START Extracted text
We can see the beginnings of this with single-payer health insurance. In March 2014, a mere 21 percent of Americans supported single-payer health insurance, and only 47 percent said the government has a responsibility to make sure all Americans have health insurance coverage. After Bernie Sanders made this one of his key issues in his 2016 presidential run, it grew to 28 percent support for single-payer in January of this year, and then 33 percent as of a month ago. Support is particularly strong, nearly half, among millennials, regardless of party affiliation. Likewise, around 60 percent of Americans now believe that it is the government’s responsibility to ensure that all Americans are covered by health insurance. Democrats should have seized on the chance to make this an issue, going out and working with progressive groups to convince Americans to finally insure all of us, rather than running scared
Skeptics might note that support for single-payer is currently substantially lower than support for marriage equality was, the stakes are likewise far lower: this is merely an amendment in the midst of an extremely complex health care debate, with the mid-term election over a year away. These conditions actually make support for the amendment more valuable, not less. Given the effects of national politicians endorsing policy and seeking to convince their constituents, support for single-payer could grow substantially over the next 16 months.
Moreover, though unlikely, it could have passed. Cynics might scoff, but historical precedent demonstrates the possibility. Originally, the Civil Rights Act of 1964 did not prohibit sex discrimination. That change was due to the effort of segregationist Southerners who sought to delay the vote on the Act and fracture the fragile coalition seeking to pass the bill. Many proponents of the Civil Rights Act opposed the amendment, concerned that it would doom the legislation—but it passed regardless. Ironically, many of the “yea” votes were Southern Democrats who believed it would sink the law entirely. When the dust settled, women suddenly found themselves, at last, protected by federal anti-discrimination legislation.
END Extracted text
START Excerpted data
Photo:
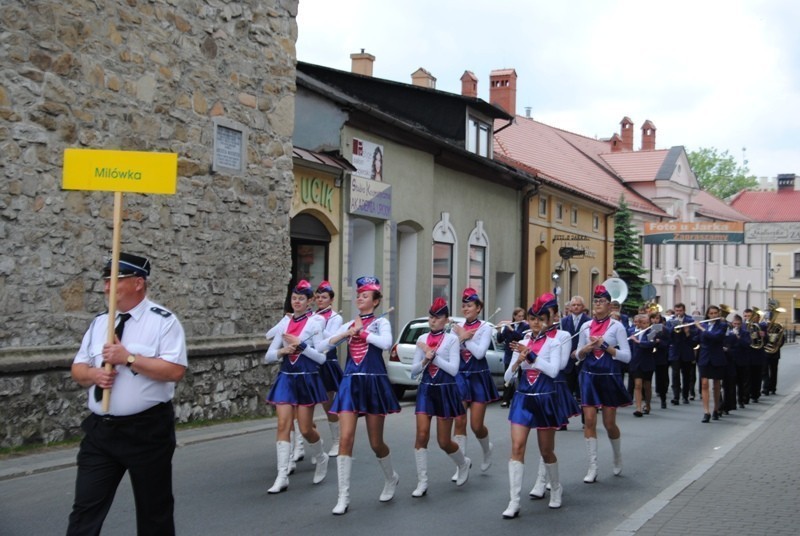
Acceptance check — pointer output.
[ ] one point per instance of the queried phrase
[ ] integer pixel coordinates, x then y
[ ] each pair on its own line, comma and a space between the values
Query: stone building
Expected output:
154, 76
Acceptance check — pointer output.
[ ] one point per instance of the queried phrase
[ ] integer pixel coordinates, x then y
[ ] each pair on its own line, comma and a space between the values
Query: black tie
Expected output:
124, 317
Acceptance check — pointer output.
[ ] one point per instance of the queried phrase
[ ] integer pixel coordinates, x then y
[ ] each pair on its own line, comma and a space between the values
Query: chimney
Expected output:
423, 78
469, 84
626, 133
616, 143
786, 181
362, 63
503, 89
648, 136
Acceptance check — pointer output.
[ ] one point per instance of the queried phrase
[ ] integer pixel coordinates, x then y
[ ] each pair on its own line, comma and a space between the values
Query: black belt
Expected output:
149, 412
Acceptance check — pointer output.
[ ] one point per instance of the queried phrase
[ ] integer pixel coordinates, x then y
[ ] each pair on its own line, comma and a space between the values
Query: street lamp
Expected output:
772, 271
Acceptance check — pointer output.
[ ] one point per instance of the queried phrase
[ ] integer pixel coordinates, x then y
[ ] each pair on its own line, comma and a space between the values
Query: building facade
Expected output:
425, 207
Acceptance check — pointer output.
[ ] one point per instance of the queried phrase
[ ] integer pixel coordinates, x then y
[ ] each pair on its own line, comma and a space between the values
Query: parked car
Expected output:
401, 356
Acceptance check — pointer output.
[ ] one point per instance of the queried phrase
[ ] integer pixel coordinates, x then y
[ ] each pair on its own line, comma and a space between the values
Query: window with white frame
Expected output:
445, 249
479, 134
477, 260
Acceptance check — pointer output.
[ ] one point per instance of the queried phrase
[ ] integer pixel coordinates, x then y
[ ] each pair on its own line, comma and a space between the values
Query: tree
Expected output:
719, 174
628, 256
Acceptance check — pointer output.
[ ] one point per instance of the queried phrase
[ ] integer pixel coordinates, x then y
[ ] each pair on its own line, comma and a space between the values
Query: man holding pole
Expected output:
137, 431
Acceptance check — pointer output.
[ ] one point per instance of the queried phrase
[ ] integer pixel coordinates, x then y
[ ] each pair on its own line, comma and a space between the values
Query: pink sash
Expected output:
359, 345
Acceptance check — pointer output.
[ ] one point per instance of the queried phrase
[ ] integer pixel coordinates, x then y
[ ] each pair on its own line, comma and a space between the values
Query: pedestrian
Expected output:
602, 348
298, 388
508, 332
738, 343
536, 405
681, 353
137, 435
436, 358
758, 358
660, 353
475, 380
364, 389
331, 370
642, 364
711, 361
572, 323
END Excerpted data
Using the information:
1 – Using the passage on single-payer health insurance above, decide whether each statement agrees with it. Answer yes or no, and quote the words from the passage that settle it.
(a) In March 2014, 21 percent of Americans supported single-payer health insurance.
(b) The Civil Rights Act of 1964 prohibited sex discrimination from the start.
(c) Many proponents of the Civil Rights Act opposed the amendment.
2 – Answer these questions from the passage on single-payer health insurance above.
(a) What share of Americans supported single-payer as of a month ago?
(b) How far away was the mid-term election?
(c) Whose effort brought about the change that added sex discrimination to the Civil Rights Act of 1964?

Results of the exercise:
1 –
(a) Yes: "In March 2014, a mere 21 percent of Americans supported single-payer health insurance"
(b) No: "Originally, the Civil Rights Act of 1964 did not prohibit sex discrimination."
(c) Yes: "Many proponents of the Civil Rights Act opposed the amendment, concerned that it would doom the legislation"

2 –
(a) 33 percent
(b) Over a year away
(c) Segregationist Southerners